• Set exercise A: Give every username shown as a post author in the vivarium thread below.
• Set exercise B: In the vivarium thread below, why was the background taken from the old chameleon cage covered with sphagnum?
• Set exercise C: Retype the vivarium thread below from "## Guest (Jul 9, 2005)" to "(Jul 13, 2005)".

── Text block

# My first true viv - 270 gallon construction journal



## Guest (Jun 19, 2005)

I have been wanting to do a big tank and never got around to it. So now I finally did it!! It is 270 gallons and is built into a spot in our old lawn shed. It is far from done but here are some pics so far - 



















Brooks


----------



## Guest (Jun 19, 2005)

I just took a pic of part of a background out of an old chameleon cage. I didn't look very natural so I covered it with sphagnum. You can sort of see what it looked like in before in the pic.


----------



## booboo (Jan 22, 2005)

cool! how is it going to stay cool? Do you have an a/c unit?


----------



## Guest (Jun 20, 2005)

Since we live in North Carolina and it isn't in the house, it does get hot. So we have a fan on top of the tank and if it gets to hot we have a widow a/c unit.

Brooks


----------



## Guest (Jun 20, 2005)

Here are some updated pics, we went to home depot and got some DryLock and I have started to seal the cement backerboard. You can't see it very well, but it's there
















I used mortar here to fill in the holes.


----------



## Guest (Jun 20, 2005)

what do you plan on keeping in there?


----------



## Guest (Jun 20, 2005)

Since it is so big, it will probably house a trio of basti's and a pair of amazonicus. I still don't know about the amazonicus. The viv is about 270 gallons so for 5 frogs they should be fine. And it will be heavily planted thanks to harry and deven. 
Brooks


----------



## Moe (Feb 15, 2004)

Hm...can you post the dimensions? The pics makes it seem the tank is as big as the room.  

M.N


----------



## Guest (Jun 20, 2005)

I would like that to be true :lol: :lol: 

It is about 6'x2'x3' (LxWxH)

Brooks


----------



## Guest (Jun 21, 2005)

I worked a little bit more on it today. The tank itself is done, but I need to seal it one more time. I am sopposed to get some wood and rocks and hardscape stuff from deven this week and will be on vacation for 2 weeks. So, I don't think it will be worked on for a while.

brooks


----------



## Guest (Jul 9, 2005)

Well, I got back from Florida and found a lot of neat stuff for my viv. I finsihed putting the glass that keeps the water in and will post pics tommorow. Anyway my stuff from deven is supposed to be here wed as well as my vittatus. 

By the way we went to a pet store and they had crossed up auratus'

Brooks


----------



## Guest (Jul 13, 2005)

Bump

I got my Vittatus today.  Does anyone have suggestions???

Brooks


----------



## JoshKaptur (Feb 17, 2004)

Yes, pictures.


----------



## MJ (Jun 16, 2005)

────
── Material supplied

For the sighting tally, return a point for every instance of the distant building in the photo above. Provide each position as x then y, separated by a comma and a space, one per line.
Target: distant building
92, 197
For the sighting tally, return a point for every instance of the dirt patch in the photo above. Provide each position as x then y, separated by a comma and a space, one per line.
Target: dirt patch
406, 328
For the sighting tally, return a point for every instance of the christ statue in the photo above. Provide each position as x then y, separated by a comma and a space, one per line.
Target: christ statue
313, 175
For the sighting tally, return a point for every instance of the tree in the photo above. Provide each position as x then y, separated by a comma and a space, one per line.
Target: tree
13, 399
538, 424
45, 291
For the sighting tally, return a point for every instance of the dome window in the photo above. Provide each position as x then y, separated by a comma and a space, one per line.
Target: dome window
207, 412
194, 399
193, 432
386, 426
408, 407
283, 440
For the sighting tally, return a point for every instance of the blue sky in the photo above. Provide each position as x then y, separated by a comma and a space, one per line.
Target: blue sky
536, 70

────

• Correct answer A: Guest, booboo, Moe, JoshKaptur, MJ

• Correct answer B: It was covered with sphagnum because it didn't look very natural.

• Correct answer C:
## Guest (Jul 9, 2005)

Well, I got back from Florida and found a lot of neat stuff for my viv. I finsihed putting the glass that keeps the water in and will post pics tommorow. Anyway my stuff from deven is supposed to be here wed as well as my vittatus. 

By the way we went to a pet store and they had crossed up auratus'

Brooks


----------



## Guest (Jul 13, 2005)